WHAT YOU NEED TO DO >>
1. Answer these questions about the healthcare essay:
(a) In what city is the hospital where the writer's wife had her procedure?
(b) Where on his body was the writer's grandfather shot?
(c) Which document does the writer cite as stating that we are all endowed with certain unalienable rights?
2. Can you rewrite the part of the healthcare essay that begins at the words "Not to be ungrateful, but" and stops after "outstanding benefit package.", with "country club" replaced by "luxury resort"?

TEXT SHOWN >>
----
Last week my wife had a surgical procedure performed at a fairly new hospital in Fort Worth. The doctor was remarkable, the nurses and staff were great and every step of the process was markedly pleasant and uncomplicated. Since my wife has good insurance, she didn’t have to save for months to afford the procedure or wait till the last minute and stagger into an emergency room. There was no crowd and no waiting room filled with the bloody, dazed or urgently infirm. It was red carpet treatment. The hospital even offered valet parking in the patient drop-off area.
Not to be ungrateful, but it made me uncomfortable. It was almost like a country club.
My wife and I are barely on the middle side of middle class. The only reason she received this superb treatment is because her employer offers an outstanding benefit package.
Without her job, we might have wound up at a cheap clinic or over at a public hospital where the closest you get to valet is an ambulance.
Later in the day, after my wife was safely back home and I was watching my youngest son play soccer, I looked out at all the boys and wondered if their families had decent insurance and what kind of treatment they’d receive if a serious ailment arose. What if their parents didn’t have good insurance? What if their parents didn’t make enough money?
Who in good conscience could stand up and say one person or his or her children deserved better medical care than another? Who would do that?
The good ‘ol U.S. of A..
That’s how our healthcare system is currently run, right now, every day.
Figuratively speaking, if you have money, you stay at the front of the line. If you don’t you languish at the rear, limping forward till it’s your turn.
If you have good insurance, you get V.I.P. treatment and valet parking. If you have bad insurance, they get to you as soon as possible, but the cost is often more debilitating than the injury you get treated for. If you have no insurance, they get to you when and if they can. And only after you’ve staggered into the ER from your car.
My grandfather on my mom’s side was involved in one of the forward campaigns of D-Day. He got shot squarely in the upper part of one of his thighs and lay on the battlefield, probably thinking he was going to die. But he didn’t. A German combat medic came to his side and treated his wound. My grandfather didn’t speak German and I don’t know if the German medic spoke English. But I doubt he asked my grandfather if he had money for the procedure or good insurance so the Third Reich could be reimbursed for his life-saving treatment. My grandfather—the enemy—was wounded. And the German medic simply did his job, regardless of uniform, nationality, rank, class, etc.
American combat medics are instructed to do the same. Such treatment is mandated by the Geneva Convention, but apparently it doesn’t apply to American civilians.
Arguably, my grandfather received better and fairer treatment on the battlefield from the enemy than many Americans get from their own healthcare system today. And make no mistake. The medical industry and the insurance companies that discriminately dole out access to its wares too often treat the poor, the disenfranchised and the migratory with less respect than they would afford an enemy.
I don’t blame the doctors or nurses or surgeons. I blame the system. Any system that offers better or worse treatment for my child or any of his soccer teammates or their parents because they have more or less money or better or worse insurance is wrong, unconscionable and evil.
The Declaration of Independence clearly states that we are all endowed with certain unalienable rights, among these “Life, Liberty and the pursuit of Happiness.” The right of “Life” is made alienable by our healthcare system. It’s un-American and it’s unacceptable and the Obama administration is trying to do something about it as you read these words.
So think real hard before you laud the status quo or oppose a major overhaul in the inflated, bankrupting nightmare that serious medical treatment amounts to for millions of people in this country. If you found yourself on the lower rungs of the economic ladder or the uninsured end of our healthcare system, you wouldn’t want to be dying on the health insurance industry’s class battlefield. There might not be any Nazis around to save you.
----
Dataset entries >>

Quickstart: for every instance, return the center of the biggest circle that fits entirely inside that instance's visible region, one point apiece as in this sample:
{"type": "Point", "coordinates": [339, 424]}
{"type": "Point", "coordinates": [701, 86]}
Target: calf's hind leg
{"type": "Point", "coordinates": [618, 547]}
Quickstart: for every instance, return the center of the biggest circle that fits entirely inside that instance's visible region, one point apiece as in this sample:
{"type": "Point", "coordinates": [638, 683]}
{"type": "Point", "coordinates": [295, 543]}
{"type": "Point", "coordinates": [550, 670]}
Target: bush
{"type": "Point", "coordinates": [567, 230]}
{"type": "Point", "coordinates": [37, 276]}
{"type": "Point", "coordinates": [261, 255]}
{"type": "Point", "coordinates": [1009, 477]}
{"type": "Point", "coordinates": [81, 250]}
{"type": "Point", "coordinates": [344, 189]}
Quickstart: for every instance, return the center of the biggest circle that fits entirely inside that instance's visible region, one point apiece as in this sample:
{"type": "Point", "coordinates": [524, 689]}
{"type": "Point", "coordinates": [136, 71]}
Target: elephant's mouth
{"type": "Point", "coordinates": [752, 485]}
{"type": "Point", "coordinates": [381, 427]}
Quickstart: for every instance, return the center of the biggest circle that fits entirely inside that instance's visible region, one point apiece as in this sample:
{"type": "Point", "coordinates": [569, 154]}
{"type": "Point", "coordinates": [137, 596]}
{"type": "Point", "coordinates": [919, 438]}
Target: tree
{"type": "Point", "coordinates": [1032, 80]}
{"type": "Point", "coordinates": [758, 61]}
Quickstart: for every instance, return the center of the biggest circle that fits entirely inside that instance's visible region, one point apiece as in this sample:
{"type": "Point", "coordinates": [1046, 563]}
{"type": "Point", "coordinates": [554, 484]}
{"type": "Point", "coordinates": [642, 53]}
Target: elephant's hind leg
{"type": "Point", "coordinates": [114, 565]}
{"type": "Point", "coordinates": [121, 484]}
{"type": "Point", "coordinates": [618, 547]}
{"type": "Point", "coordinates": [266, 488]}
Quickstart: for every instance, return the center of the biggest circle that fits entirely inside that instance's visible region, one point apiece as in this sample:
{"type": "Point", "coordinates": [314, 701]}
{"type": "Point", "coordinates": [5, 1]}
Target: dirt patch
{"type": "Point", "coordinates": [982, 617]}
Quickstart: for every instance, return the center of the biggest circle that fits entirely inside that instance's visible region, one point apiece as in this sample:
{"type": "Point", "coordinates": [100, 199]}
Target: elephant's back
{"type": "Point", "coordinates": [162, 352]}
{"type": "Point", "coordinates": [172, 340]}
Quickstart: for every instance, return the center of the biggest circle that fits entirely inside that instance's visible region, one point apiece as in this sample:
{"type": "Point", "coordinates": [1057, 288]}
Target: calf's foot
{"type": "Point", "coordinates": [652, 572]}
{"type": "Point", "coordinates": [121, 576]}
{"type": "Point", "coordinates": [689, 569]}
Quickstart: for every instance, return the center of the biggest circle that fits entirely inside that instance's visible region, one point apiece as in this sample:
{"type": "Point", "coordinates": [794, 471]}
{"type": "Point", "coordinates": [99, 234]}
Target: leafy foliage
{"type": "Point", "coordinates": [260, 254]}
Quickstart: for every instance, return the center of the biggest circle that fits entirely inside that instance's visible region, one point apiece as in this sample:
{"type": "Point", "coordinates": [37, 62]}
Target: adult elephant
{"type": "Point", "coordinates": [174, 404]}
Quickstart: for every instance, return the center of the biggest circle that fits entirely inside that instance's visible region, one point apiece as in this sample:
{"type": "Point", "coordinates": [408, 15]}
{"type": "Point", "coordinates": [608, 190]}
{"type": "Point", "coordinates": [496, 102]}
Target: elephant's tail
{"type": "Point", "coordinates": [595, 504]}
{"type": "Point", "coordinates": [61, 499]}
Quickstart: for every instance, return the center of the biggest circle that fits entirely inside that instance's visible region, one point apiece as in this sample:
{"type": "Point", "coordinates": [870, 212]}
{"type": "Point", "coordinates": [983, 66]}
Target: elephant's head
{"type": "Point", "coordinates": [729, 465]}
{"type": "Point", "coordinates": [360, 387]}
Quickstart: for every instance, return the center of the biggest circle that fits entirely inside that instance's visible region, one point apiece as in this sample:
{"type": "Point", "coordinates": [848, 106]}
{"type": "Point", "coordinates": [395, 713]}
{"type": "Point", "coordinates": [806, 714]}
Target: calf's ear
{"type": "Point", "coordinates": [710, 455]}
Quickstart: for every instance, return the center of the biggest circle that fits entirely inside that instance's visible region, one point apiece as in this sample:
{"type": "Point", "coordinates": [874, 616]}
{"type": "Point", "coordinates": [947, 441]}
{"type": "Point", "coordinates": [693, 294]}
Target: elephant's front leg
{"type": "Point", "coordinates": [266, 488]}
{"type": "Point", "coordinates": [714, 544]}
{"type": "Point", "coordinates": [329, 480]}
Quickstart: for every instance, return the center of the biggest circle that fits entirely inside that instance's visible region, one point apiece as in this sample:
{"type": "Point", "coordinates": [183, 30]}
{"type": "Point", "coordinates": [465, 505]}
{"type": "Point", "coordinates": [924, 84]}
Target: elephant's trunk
----
RESPONSES TO THE EXERCISE >>
1.
(a) Fort Worth
(b) Squarely in the upper part of one of his thighs
(c) The Declaration of Independence

2.
Not to be ungrateful, but it made me uncomfortable. It was almost like a luxury resort.
My wife and I are barely on the middle side of middle class. The only reason she received this superb treatment is because her employer offers an outstanding benefit package.